**Задание 1**
Найдите все строки, где встречается слово «building», и перепишите их. Регистр букв учитывается.

+++ Извлечённый текст +++

С той камеры потянулся и я писать стихи о тюрьме. А там я читал вслух Есенина, почти запрещенного до войны. Молодой Бубнов - из пленников, а прежде кажется, недоучившийся студент, смотрел на чтецов молитвенно, по лицу разливалось сияние. Он не был специалистом, он ехал не из лагеря, а в лагерь и скорее всего - по чистоте и прямоте своего характера - чтобы там умереть, такие там не живут. И эти вечера в 75-й камере были для него и для других - в затормозившемся смертном сползании, внезапный образ того прекрасного мира, который есть и - будет, но в которм ни годика, ни молодого годика, не давала им пожить лихая судьба. Отпадала кормушка, и вертухайское мурло рявкало нам: "Ат-бой!" Нет, и до войны, учась в двух ВУЗах сразу, еще зарабатывая репетированием и порываясь писать - кажется и тогда не переживал я таких полных, разрывающих, таких загруженных дней, как в 75-й камере в то лето...

Послесловие

Эту книгу писать бы не мне одному, а раздать бы главы знающим людям и потом на редакционном совете, друг другу помогая, выправить всю.

Но время этому не пришло. И кому предлагал я взять отдельные главы не взяли, а заменили рассказом, устным или письменным, в моё распоряжение. Варламу Шаламову предлагал я всю книгу вместе писать - отклонил и он.

+++ Строки данных +++

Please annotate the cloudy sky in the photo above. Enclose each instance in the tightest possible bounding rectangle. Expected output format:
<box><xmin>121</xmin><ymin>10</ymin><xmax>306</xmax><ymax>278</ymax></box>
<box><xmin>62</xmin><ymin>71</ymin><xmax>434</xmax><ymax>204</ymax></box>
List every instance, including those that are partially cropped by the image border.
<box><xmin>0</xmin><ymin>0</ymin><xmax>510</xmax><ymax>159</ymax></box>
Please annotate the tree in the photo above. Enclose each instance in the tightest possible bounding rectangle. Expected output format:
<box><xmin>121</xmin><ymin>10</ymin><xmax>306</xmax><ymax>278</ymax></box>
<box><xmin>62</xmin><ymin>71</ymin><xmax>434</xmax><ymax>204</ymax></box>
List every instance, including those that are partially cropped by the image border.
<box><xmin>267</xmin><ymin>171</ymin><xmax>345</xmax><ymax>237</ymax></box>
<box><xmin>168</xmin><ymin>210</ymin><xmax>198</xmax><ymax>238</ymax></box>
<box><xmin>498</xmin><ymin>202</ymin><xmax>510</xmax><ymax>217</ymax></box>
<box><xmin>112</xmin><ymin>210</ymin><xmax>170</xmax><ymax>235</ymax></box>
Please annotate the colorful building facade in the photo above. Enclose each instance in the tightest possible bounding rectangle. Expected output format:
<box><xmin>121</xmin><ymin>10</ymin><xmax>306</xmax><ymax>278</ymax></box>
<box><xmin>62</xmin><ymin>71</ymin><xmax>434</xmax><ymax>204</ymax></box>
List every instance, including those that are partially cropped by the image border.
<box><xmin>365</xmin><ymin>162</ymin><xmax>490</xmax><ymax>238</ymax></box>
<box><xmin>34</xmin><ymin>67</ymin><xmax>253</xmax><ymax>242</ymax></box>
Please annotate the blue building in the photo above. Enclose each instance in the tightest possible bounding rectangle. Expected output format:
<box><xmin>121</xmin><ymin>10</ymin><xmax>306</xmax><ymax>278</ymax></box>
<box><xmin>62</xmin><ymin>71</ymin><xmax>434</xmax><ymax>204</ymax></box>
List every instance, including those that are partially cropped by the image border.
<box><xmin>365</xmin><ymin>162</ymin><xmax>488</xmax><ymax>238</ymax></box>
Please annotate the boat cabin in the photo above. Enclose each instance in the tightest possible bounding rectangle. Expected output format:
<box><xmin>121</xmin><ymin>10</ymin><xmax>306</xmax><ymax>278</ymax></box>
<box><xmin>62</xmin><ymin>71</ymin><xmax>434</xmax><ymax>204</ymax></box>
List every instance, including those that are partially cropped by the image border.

+++

**Задание 2**
Продолжите текст о тюремной камере и замысле книги, начиная сразу после его последнего предложения.

**Ответ 1**
Please annotate the colorful building facade in the photo above. Enclose each instance in the tightest possible bounding rectangle. Expected output format:
Please annotate the blue building in the photo above. Enclose each instance in the tightest possible bounding rectangle. Expected output format:

**Ответ 2**
А нужна была бы целая контора. Свои объявления в газетах, по радио ("откликнитесь!"), своя открытая переписка - так, как было с Брестской крепостью.

Но не только не мог я иметь всего того разворота, а и замысел свой, и письма, и материалы я должен был таить, дробить и сделать всё в глубокой тайне. И даже время работы над ней прикрывать работой будто бы над другими вещами.

Уж я начинал эту книгу, я и бросал её. Никак я не мог понять: нужно или нет, чтоб я один такую написал? И насколько я это выдюжу? Но когда вдобавок к уже собранному скрестились на мне еще многие арестантские письма со всей страны - понял я, что раз дано это всё мне, значит я и должен.